SET TASK » Retype the material below without any change, everything from the line containing "[locate] the white wall" down to the line containing "[locate] the window in". Include both of those lines and nothing else.

WORKING DATA »
=======

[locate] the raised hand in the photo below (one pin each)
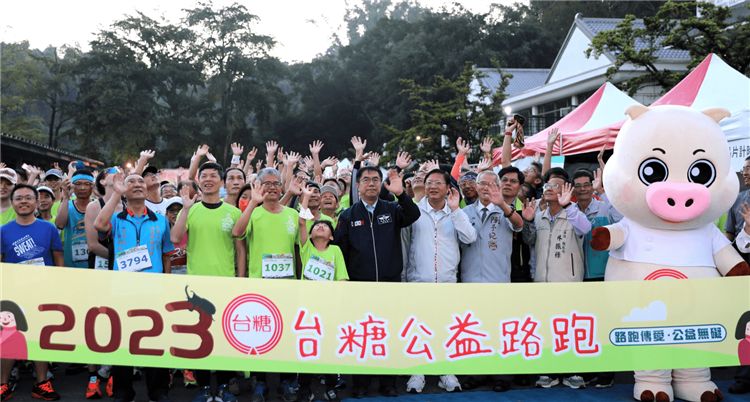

=======

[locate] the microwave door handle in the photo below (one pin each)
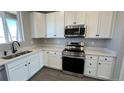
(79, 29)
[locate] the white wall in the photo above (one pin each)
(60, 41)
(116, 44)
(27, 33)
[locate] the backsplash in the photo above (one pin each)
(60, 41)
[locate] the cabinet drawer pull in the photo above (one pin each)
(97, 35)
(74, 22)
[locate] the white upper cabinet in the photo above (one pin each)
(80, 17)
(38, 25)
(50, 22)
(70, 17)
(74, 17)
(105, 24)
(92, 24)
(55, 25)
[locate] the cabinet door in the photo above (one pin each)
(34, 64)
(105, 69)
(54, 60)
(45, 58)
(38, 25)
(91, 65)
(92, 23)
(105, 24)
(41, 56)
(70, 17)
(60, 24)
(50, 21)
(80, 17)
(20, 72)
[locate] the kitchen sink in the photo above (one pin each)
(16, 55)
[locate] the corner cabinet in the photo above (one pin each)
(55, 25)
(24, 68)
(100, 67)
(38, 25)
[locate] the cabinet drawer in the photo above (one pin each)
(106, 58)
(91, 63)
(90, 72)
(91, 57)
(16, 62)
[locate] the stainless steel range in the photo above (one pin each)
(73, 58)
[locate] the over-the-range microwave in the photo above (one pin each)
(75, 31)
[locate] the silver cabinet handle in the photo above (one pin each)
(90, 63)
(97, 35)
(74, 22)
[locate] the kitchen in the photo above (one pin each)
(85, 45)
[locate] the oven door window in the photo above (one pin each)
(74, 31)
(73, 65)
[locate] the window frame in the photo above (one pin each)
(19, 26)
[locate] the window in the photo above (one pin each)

=======

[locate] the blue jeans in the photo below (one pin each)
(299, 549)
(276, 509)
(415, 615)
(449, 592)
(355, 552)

=======

EXERCISE RESULT »
[locate] the white wall in the photo above (one pin each)
(60, 41)
(116, 44)
(27, 33)
[locate] the backsplash in the photo above (one pin each)
(60, 41)
[locate] the cabinet drawer pull in the photo above (one pin each)
(97, 35)
(74, 22)
[locate] the white upper cabinet in the photo above (one pin each)
(80, 17)
(38, 25)
(50, 22)
(70, 17)
(74, 17)
(105, 24)
(92, 24)
(55, 25)
[locate] the cabinet door in the photo above (one pin each)
(34, 64)
(105, 69)
(54, 60)
(45, 58)
(38, 25)
(91, 65)
(92, 23)
(105, 24)
(41, 56)
(70, 17)
(60, 24)
(50, 21)
(80, 17)
(20, 72)
[locate] the kitchen sink in the photo above (one pin each)
(16, 55)
[locate] the corner cabinet in the photo above (one pin each)
(55, 25)
(24, 68)
(100, 67)
(38, 25)
[locate] the cabinet drawer in the photo above (one pin each)
(106, 58)
(91, 63)
(90, 72)
(91, 57)
(16, 62)
[locate] the stainless steel range in the photo above (one pin each)
(73, 58)
[locate] the over-the-range microwave in the photo above (one pin each)
(75, 31)
[locate] the silver cabinet handle in the photo above (one pin each)
(90, 63)
(97, 35)
(74, 22)
[locate] the kitchen in the photo above (one pin each)
(85, 45)
[locate] the oven door window in the photo above (one pin each)
(74, 31)
(73, 65)
[locate] the window frame in the photo above (one pin each)
(19, 26)
[locate] the window in the photo above (one pin each)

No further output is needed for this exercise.